▸ **What you are asked to do**
Reproduce the lines of the listing below exactly, starting from the line with "Look at this image and locate every instance of metal stanchion." up to and including the line with "xmin=183 ymin=149 xmax=195 ymax=160".

▸ **Excerpts of labeled region data**
>>>>

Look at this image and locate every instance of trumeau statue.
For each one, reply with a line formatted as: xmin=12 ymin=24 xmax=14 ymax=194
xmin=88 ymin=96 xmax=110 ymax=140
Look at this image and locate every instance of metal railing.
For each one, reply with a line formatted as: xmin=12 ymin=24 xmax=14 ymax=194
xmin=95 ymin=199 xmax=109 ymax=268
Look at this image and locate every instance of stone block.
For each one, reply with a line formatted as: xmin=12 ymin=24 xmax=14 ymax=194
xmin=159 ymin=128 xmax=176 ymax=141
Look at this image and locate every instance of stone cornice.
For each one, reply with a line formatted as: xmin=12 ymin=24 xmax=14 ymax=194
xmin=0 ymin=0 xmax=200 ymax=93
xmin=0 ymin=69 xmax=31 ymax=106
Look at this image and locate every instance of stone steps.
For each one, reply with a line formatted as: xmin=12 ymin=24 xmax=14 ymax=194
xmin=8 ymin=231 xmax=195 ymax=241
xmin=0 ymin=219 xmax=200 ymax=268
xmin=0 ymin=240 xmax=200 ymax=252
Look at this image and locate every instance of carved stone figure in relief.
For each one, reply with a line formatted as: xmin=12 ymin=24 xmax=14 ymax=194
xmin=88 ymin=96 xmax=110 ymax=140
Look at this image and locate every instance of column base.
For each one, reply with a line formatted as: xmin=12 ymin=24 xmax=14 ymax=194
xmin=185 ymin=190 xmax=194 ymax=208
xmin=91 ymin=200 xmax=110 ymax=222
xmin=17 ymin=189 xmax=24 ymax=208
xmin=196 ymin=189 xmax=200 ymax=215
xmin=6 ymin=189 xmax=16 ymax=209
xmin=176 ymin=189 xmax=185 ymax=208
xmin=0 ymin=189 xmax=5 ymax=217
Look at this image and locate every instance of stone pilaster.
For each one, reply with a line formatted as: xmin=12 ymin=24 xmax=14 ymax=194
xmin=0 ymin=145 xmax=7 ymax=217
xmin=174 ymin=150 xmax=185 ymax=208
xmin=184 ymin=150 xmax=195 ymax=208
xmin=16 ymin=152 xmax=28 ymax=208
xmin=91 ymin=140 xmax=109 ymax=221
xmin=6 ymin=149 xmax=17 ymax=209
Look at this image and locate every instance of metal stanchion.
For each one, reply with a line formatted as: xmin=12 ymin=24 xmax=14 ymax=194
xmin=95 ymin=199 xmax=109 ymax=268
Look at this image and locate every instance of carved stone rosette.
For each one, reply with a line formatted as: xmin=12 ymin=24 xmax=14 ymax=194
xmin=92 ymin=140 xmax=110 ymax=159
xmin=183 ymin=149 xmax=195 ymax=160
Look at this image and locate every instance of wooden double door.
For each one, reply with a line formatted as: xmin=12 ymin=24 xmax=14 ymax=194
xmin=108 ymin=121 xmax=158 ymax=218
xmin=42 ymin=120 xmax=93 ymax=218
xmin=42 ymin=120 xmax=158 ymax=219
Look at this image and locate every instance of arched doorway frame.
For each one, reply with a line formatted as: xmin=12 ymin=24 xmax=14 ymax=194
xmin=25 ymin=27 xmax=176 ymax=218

<<<<

▸ **Correct output**
Look at this image and locate every instance of metal stanchion.
For each one, reply with a line formatted as: xmin=12 ymin=24 xmax=14 ymax=194
xmin=95 ymin=199 xmax=109 ymax=268
Look at this image and locate every instance of carved stone rosette.
For each one, reply with a line formatted as: xmin=12 ymin=24 xmax=14 ymax=194
xmin=92 ymin=140 xmax=110 ymax=159
xmin=183 ymin=149 xmax=195 ymax=160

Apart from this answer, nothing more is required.